**Task details**: Print every line of the records below unchanged, leaving out the pictures.
* Begin Dataset records *
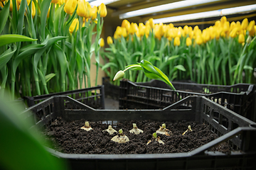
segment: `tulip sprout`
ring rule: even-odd
[[[81,129],[85,130],[86,131],[90,131],[92,130],[92,128],[89,125],[89,122],[86,121],[85,125],[81,128]]]
[[[159,143],[164,144],[164,142],[160,140],[160,137],[157,137],[156,132],[154,132],[152,134],[153,140],[157,141]],[[149,140],[149,142],[146,143],[146,144],[149,144],[152,140]]]
[[[127,66],[124,71],[119,71],[115,74],[113,81],[117,80],[123,77],[124,75],[124,72],[128,69],[143,70],[145,75],[149,79],[163,81],[166,84],[169,85],[173,90],[176,91],[176,89],[168,79],[168,76],[164,74],[164,73],[163,73],[159,68],[154,66],[150,62],[145,60],[142,60],[139,63]]]
[[[110,133],[110,135],[112,135],[114,132],[117,132],[117,130],[115,130],[114,129],[113,129],[112,128],[112,125],[109,125],[107,129],[102,130],[102,132],[104,132],[104,131],[108,132]]]
[[[134,133],[135,135],[139,135],[139,133],[143,133],[143,130],[138,128],[136,123],[132,123],[133,129],[130,130],[130,133]]]
[[[166,136],[169,136],[170,133],[171,133],[171,131],[169,131],[168,129],[166,129],[166,124],[162,124],[162,126],[160,126],[160,128],[156,130],[156,133],[165,135]]]
[[[125,143],[129,141],[128,137],[127,137],[124,133],[122,129],[119,131],[119,134],[113,137],[111,140],[117,142],[117,143]]]
[[[192,131],[191,126],[188,125],[188,129],[182,134],[182,135],[184,135],[187,132]]]

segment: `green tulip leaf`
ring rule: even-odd
[[[16,34],[6,34],[0,35],[0,47],[4,45],[21,41],[36,41],[37,39],[33,39],[24,35]]]
[[[4,5],[3,9],[0,12],[0,18],[1,18],[1,20],[0,20],[0,34],[3,31],[4,28],[6,23],[6,21],[8,19],[8,16],[9,13],[9,8],[10,8],[10,1],[11,1],[11,0],[7,1],[7,3]],[[2,42],[2,41],[0,40],[0,42]]]
[[[14,49],[9,48],[0,55],[0,69],[1,69],[7,64],[16,52],[17,49],[16,46],[15,45],[14,45]]]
* End Dataset records *
**Exercise output**:
segment: `tulip sprout`
ring rule: even-odd
[[[81,129],[85,130],[86,131],[90,131],[92,130],[92,128],[89,125],[89,122],[86,121],[85,125],[81,128]]]
[[[159,143],[164,144],[164,142],[160,140],[160,137],[157,137],[156,132],[154,132],[152,134],[153,140],[157,141]],[[149,140],[149,142],[146,143],[146,144],[149,144],[152,140]]]
[[[127,66],[124,71],[119,71],[115,74],[113,81],[117,80],[123,77],[124,75],[124,72],[128,69],[143,70],[145,75],[149,79],[163,81],[166,84],[169,85],[173,90],[176,91],[176,89],[168,79],[168,76],[164,74],[164,73],[163,73],[159,68],[154,66],[150,62],[145,60],[142,60],[139,63]]]
[[[110,133],[110,135],[112,135],[114,132],[117,132],[117,130],[115,130],[114,129],[113,129],[112,128],[112,125],[109,125],[107,129],[102,130],[102,132],[104,132],[104,131],[108,132]]]
[[[134,133],[135,135],[139,135],[139,133],[143,133],[143,130],[138,128],[136,123],[132,123],[133,129],[130,130],[130,133]]]
[[[166,136],[169,136],[170,133],[171,133],[171,131],[169,131],[168,129],[166,129],[166,124],[162,124],[162,126],[160,126],[160,128],[156,130],[156,133],[165,135]]]
[[[125,143],[129,141],[128,137],[127,137],[124,133],[122,129],[119,131],[119,134],[113,137],[111,140],[117,142],[117,143]]]
[[[192,131],[191,126],[188,125],[188,129],[182,134],[182,135],[184,135],[187,132]]]

segment: `green tulip leaf`
ring rule: even-odd
[[[16,34],[6,34],[0,35],[0,47],[4,45],[21,41],[36,41],[37,39],[33,39],[24,35]]]
[[[4,5],[3,9],[0,12],[0,18],[1,18],[1,20],[0,20],[0,34],[3,31],[4,28],[6,23],[6,21],[8,19],[8,16],[9,13],[9,8],[10,8],[10,1],[11,1],[11,0],[7,1],[7,3]],[[2,42],[2,41],[0,40],[0,42]]]
[[[14,49],[9,48],[0,55],[0,69],[1,69],[7,64],[16,52],[17,49],[16,46],[15,45],[14,45]]]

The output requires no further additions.